● **Texte extrait**
*-*-*

Le tour du propos est vite fait : bon an mal an ou clopin-clopant, la Russie, ou plutôt le poutinisme est entré dans une crise intérieure. A une certaine grogne politique exprimée publiquement dans les grandes villes (Moscou, Saint-Petersbourg) répond un mécontentement social « dans les régions » (l’expression, souvent utilisée en France ces derniers temps, est utilisée par Clément qui est spécialiste de la question et cela nous suggère un petit air de Gilets-Jaunes, et l’analogie qui est notée n’est pas écartée comme incongrue). D’une façon générale, ce second aspect, peu connu, est considéré avec une certaine gravité : il a été déclenché depuis la réforme des retraites (tiens, comme en France ?), qui marque un tournant dans ce public populaire qui forme le socle de la vraie Russie, après la très forte poussée d’enthousiasme et de patriotisme, et l’extraordinaire popularité de Poutine, de la période 2013-2016 que Sapir nomme la période du “printemps de Crimée”.
Désormais, Poutine est beaucoup moins populaire. On grogne à propos du niveau de vie et contre une élite dirigeante avec ses oligarques qu’on accuse de n’avoir comme seul but “de s’en mettre plein les poches”. La politique générale du gouvernement est perçue comme incohérente et l’accent jusqu’alors mis sur une politique extérieure habile et superbement réussie s’est notablement érodé au profit des préoccupations économiques et sociales intérieures, tandis que se marquent dans le public des fractures intra-générationnelles. On parle des divisions au sein de cette direction, et la perspective alors évoquée, très incertaine et un peu chaotique, et presque menaçante comme la possibilité d’une crise profonde, est celle de la succession de Poutine.
Voilà le propos, en gros. Je ne donnerais pas d’avis là-dessus, n’étant pas assez informé, non sans répéter que les acteurs de la séquence me paraissent bien informés et sans parti-pris excessif ; on peut donc les entendre avec une oreille attentive et bien disposée. (D’ailleurs, cette idée d’une crise en Russie n’est pas nouvelle et l’on en a déjà eu des échos sans brandir aussitôt le fanon de la “révolution de couleur”, même si les cafards-américanistes s’y activent as usual, mais toujours avec leurs diverses et considérables maladresses.) Ce qui m’intéresse, finalement, c’est l’hypothèse ici implicite, dont il me semble dans ce contexte qu’on peut l’envisager en lui accordant un certain crédit : qu’est-ce que signifierait et produirait dans le chaudron du chaos mondial une Russie entrant en crise active ?

*-*-*

● **Extrait des données**
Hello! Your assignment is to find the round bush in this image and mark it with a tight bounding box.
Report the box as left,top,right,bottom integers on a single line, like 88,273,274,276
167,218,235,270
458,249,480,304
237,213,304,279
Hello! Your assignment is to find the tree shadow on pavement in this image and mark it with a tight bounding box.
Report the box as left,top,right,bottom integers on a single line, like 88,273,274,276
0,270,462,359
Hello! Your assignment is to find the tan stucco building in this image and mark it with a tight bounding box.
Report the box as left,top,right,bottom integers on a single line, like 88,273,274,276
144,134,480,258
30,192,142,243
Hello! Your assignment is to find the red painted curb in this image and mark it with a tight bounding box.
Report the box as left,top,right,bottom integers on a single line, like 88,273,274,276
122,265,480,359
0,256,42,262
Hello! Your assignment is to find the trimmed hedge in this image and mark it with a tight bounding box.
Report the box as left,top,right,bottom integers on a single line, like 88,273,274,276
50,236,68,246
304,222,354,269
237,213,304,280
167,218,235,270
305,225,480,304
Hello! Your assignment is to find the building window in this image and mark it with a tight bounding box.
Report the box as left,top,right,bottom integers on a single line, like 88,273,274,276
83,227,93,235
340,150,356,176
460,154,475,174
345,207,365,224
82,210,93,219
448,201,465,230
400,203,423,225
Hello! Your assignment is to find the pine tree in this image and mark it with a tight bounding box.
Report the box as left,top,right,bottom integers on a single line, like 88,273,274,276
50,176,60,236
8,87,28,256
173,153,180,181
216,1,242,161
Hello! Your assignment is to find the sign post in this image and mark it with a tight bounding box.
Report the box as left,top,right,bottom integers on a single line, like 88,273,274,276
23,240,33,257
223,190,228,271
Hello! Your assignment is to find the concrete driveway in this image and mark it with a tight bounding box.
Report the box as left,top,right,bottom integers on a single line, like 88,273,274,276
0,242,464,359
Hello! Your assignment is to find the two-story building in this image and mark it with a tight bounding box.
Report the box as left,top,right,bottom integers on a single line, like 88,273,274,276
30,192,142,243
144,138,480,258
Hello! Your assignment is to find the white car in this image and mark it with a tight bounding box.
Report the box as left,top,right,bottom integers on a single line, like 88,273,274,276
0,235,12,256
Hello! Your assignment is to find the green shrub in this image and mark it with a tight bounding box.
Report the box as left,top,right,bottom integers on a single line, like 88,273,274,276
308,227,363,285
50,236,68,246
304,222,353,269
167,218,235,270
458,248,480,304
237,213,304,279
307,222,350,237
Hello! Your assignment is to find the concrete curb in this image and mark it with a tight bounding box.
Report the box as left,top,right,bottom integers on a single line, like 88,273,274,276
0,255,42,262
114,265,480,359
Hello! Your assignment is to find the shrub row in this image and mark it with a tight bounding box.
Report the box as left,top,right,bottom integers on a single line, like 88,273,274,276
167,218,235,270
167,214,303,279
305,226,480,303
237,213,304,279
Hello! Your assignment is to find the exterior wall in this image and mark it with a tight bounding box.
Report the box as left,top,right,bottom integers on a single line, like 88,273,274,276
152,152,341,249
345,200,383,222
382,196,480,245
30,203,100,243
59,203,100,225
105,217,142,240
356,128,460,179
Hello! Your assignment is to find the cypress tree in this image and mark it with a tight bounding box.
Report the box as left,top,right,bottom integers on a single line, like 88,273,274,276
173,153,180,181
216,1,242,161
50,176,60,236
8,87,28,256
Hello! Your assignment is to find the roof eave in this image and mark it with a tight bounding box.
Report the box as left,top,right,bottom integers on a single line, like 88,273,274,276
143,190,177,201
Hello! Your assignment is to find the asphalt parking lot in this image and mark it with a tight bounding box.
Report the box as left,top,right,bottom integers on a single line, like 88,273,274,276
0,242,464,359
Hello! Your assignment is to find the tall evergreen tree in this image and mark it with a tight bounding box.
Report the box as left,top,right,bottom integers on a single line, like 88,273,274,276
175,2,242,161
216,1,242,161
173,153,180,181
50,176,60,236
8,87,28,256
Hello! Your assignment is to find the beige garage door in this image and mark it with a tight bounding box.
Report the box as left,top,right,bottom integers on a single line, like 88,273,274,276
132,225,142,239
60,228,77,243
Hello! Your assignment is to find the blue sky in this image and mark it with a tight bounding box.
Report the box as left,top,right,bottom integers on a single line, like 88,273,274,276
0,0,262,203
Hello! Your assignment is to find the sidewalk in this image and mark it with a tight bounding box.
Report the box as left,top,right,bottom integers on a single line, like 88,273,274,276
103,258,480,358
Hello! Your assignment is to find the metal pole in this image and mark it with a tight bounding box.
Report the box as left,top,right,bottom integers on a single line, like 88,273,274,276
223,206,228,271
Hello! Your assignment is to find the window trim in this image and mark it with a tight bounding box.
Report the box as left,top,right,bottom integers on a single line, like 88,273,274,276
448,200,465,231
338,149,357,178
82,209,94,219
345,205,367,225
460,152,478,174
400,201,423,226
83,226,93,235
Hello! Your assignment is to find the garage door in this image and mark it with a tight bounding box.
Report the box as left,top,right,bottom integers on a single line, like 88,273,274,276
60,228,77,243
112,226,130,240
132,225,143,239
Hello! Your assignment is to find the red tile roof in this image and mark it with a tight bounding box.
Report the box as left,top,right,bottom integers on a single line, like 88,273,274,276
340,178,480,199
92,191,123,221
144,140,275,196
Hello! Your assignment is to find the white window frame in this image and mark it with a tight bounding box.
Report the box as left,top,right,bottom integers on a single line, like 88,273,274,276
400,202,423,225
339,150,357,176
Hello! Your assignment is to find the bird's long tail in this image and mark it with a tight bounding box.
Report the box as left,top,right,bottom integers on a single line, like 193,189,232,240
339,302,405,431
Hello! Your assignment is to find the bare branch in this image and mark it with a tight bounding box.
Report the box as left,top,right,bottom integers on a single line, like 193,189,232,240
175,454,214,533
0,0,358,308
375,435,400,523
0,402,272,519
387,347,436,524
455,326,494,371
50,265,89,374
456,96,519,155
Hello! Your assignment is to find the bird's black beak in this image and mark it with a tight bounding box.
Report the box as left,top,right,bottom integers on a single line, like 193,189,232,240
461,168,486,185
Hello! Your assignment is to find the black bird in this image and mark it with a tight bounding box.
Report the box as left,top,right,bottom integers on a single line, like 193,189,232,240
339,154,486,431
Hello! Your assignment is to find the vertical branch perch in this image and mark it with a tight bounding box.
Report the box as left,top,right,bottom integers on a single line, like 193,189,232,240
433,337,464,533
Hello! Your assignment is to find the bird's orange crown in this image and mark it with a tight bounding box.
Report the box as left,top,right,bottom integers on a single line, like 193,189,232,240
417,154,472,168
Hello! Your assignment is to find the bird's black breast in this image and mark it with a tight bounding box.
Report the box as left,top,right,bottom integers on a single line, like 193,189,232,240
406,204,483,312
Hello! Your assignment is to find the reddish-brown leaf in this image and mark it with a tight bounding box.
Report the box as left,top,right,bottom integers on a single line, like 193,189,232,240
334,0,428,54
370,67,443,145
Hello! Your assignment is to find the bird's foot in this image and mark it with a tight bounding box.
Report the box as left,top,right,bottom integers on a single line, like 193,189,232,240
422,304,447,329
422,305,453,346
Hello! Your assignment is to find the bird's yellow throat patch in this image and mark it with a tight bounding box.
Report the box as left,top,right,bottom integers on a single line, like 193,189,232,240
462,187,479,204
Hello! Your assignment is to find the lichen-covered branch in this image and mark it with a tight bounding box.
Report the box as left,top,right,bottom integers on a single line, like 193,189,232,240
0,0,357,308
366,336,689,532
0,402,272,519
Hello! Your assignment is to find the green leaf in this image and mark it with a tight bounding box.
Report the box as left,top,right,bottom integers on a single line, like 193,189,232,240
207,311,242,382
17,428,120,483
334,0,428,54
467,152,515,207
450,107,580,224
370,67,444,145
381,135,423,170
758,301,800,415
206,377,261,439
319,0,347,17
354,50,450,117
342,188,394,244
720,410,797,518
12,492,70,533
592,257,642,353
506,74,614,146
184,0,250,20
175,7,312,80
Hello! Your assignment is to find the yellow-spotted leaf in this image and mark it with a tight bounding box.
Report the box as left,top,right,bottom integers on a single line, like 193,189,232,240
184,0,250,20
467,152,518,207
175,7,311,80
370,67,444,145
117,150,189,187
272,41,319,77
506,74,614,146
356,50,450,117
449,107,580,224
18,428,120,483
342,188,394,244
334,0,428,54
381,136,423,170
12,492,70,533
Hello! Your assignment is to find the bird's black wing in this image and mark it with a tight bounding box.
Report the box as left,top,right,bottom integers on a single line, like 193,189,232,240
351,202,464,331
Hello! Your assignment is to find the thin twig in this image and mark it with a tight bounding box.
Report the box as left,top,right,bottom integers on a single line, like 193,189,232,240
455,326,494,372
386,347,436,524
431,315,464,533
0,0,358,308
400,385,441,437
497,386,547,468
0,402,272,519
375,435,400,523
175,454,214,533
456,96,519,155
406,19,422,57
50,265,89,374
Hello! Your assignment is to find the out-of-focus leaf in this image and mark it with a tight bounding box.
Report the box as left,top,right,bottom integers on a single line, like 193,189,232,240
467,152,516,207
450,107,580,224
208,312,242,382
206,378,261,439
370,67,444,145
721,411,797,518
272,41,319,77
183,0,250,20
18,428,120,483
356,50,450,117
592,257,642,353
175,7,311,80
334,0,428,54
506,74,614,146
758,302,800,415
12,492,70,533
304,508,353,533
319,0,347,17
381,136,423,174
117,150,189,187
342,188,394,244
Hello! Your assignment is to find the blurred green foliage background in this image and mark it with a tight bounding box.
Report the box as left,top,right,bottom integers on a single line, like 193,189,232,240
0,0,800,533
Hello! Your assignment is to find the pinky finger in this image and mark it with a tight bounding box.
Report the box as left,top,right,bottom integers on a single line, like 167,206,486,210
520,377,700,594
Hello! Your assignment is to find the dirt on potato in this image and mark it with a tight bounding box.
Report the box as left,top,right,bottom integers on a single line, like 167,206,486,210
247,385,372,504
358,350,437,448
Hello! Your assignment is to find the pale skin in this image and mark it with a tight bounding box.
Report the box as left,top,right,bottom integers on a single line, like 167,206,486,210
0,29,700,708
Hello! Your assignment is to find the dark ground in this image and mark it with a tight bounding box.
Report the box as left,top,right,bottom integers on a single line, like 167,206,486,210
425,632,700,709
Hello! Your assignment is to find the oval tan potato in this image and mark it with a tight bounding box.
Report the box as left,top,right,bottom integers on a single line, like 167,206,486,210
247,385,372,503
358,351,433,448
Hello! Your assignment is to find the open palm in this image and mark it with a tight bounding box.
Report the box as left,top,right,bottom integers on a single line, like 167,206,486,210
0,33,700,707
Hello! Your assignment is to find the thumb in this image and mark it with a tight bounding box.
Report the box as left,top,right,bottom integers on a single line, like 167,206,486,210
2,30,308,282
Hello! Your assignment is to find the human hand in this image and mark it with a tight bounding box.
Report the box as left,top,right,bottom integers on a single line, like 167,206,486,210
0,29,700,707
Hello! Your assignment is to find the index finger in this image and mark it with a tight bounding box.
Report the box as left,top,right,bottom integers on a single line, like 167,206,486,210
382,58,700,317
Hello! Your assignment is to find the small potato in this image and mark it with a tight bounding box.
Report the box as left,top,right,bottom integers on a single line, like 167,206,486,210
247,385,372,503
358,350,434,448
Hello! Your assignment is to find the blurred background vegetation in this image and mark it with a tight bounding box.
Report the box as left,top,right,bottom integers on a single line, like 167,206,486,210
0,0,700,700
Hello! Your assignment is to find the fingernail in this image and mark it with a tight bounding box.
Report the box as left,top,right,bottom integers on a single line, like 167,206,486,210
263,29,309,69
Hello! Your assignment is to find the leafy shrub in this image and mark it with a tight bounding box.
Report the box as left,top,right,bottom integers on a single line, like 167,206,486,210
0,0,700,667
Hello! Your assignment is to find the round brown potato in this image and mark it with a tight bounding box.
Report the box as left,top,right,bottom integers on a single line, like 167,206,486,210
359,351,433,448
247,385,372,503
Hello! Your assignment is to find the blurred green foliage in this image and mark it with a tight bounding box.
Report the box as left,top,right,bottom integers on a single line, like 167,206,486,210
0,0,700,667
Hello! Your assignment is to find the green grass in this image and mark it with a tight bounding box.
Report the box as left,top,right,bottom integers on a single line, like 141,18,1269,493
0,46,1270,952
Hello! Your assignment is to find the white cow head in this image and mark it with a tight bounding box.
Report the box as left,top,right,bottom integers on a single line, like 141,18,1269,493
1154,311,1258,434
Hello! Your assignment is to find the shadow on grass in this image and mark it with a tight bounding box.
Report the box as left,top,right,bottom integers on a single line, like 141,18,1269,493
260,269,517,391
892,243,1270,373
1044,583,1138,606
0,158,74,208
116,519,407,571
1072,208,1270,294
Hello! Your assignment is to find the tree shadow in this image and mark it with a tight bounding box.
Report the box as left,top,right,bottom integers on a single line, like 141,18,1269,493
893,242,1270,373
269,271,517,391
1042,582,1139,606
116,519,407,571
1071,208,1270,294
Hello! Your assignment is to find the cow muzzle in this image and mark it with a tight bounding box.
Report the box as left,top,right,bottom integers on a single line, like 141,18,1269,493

*-*-*

● **Consigne 1**
Résumez en deux phrases le texte sur la crise intérieure en Russie.
● **Consigne 2**
Relevez toutes les personnes désignées par leur nom dans le texte sur la crise intérieure en Russie.
Les données n'interviennent en rien ici.

● **Réponse complète 1**
Le poutinisme est entré dans une crise intérieure : une grogne politique s'exprime dans les grandes villes et un mécontentement social, déclenché par la réforme des retraites, touche les régions. Poutine est désormais beaucoup moins populaire, on critique le niveau de vie et l'élite dirigeante avec ses oligarques, et la succession de Poutine apparaît comme une perspective incertaine, presque menaçante.

● **Réponse complète 2**
Poutine, Clément, Sapir